I am not sure if this will be helpful to you, but here is a custom DependencyTransformBlock class that knows about the dependencies between the items it receives, and processes each one only after its dependencies have been successfully processed. This custom block supports all the built-in functionality of a normal TransformBlock, except from the EnsureOrdered option.
The constructors of this class accept a Func<TInput, TKey> lambda for retrieving the key of each item, and a Func<TInput, IReadOnlyCollection<TKey>> lambda for retrieving its dependencies. The keys are expected to be unique. In case a duplicate key is found, the block will complete with failure.
In case of circular dependencies between items, the affected items will remain unprocessed. The property TInput[] Unprocessed allows to retrieve the unprocessed items after the completion of the block. An item can also remain unprocessed in case any of its dependencies is not supplied.
public class DependencyTransformBlock<TInput, TKey, TOutput> :
ITargetBlock<TInput>, ISourceBlock<TOutput>
{
private readonly ITargetBlock<TInput> _inputBlock;
private readonly IPropagatorBlock<Item, TOutput> _transformBlock;
private readonly object _locker = new object();
private readonly Dictionary<TKey, Item> _items;
private int _pendingCount = 1;
// The initial 1 represents the completion of the _inputBlock
private class Item
{
public TKey Key;
public TInput Input;
public bool HasInput;
public bool IsCompleted;
public HashSet<Item> Dependencies;
public HashSet<Item> Dependents;
public Item(TKey key) => Key = key;
}
public DependencyTransformBlock(
Func<TInput, Task<TOutput>> transform,
Func<TInput, TKey> keySelector,
Func<TInput, IReadOnlyCollection<TKey>> dependenciesSelector,
ExecutionDataflowBlockOptions dataflowBlockOptions = null,
IEqualityComparer<TKey> keyComparer = null)
{
if (transform == null)
throw new ArgumentNullException(nameof(transform));
if (keySelector == null)
throw new ArgumentNullException(nameof(keySelector));
if (dependenciesSelector == null)
throw new ArgumentNullException(nameof(dependenciesSelector));
dataflowBlockOptions =
dataflowBlockOptions ?? new ExecutionDataflowBlockOptions();
keyComparer = keyComparer ?? EqualityComparer<TKey>.Default;
_items = new Dictionary<TKey, Item>(keyComparer);
_inputBlock = new ActionBlock<TInput>(async input =>
{
var key = keySelector(input);
var dependencyKeys = dependenciesSelector(input);
bool isReadyForProcessing = true;
Item item;
lock (_locker)

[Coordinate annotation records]
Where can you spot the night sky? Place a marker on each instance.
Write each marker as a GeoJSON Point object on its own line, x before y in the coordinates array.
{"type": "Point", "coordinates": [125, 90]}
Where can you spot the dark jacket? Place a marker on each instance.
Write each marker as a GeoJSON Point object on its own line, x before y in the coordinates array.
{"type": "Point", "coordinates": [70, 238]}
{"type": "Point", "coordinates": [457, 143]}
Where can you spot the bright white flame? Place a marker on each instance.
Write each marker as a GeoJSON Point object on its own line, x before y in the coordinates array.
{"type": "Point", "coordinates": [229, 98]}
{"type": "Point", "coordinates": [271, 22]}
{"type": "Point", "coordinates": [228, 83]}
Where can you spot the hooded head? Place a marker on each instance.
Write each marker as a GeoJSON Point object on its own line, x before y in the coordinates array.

Challenge 1:
According to the passage about DependencyTransformBlock, what happens if a duplicate key is found?
Challenge 2:
Say whether each statement agrees with the passage about DependencyTransformBlock. Answer yes or no, quoting the deciding words. (a) The custom block supports the EnsureOrdered option. (b) Items with circular dependencies between them stay unprocessed. (c) An item whose dependencies are not all supplied can remain unprocessed.
Challenge 3:
Repeat the passage about DependencyTransformBlock from "throw new ArgumentNullException(nameof(dependenciesSelector));" to "lock (_locker)".

Exercise answer 1:
The block will complete with failure.

Exercise answer 2:
(a) No: "This custom block supports all the built-in functionality of a normal TransformBlock, except from the EnsureOrdered option."
(b) Yes: "In case of circular dependencies between items, the affected items will remain unprocessed."
(c) Yes: "An item can also remain unprocessed in case any of its dependencies is not supplied."

Exercise answer 3:
throw new ArgumentNullException(nameof(dependenciesSelector));
dataflowBlockOptions =
dataflowBlockOptions ?? new ExecutionDataflowBlockOptions();
keyComparer = keyComparer ?? EqualityComparer<TKey>.Default;
_items = new Dictionary<TKey, Item>(keyComparer);
_inputBlock = new ActionBlock<TInput>(async input =>
{
var key = keySelector(input);
var dependencyKeys = dependenciesSelector(input);
bool isReadyForProcessing = true;
Item item;
lock (_locker)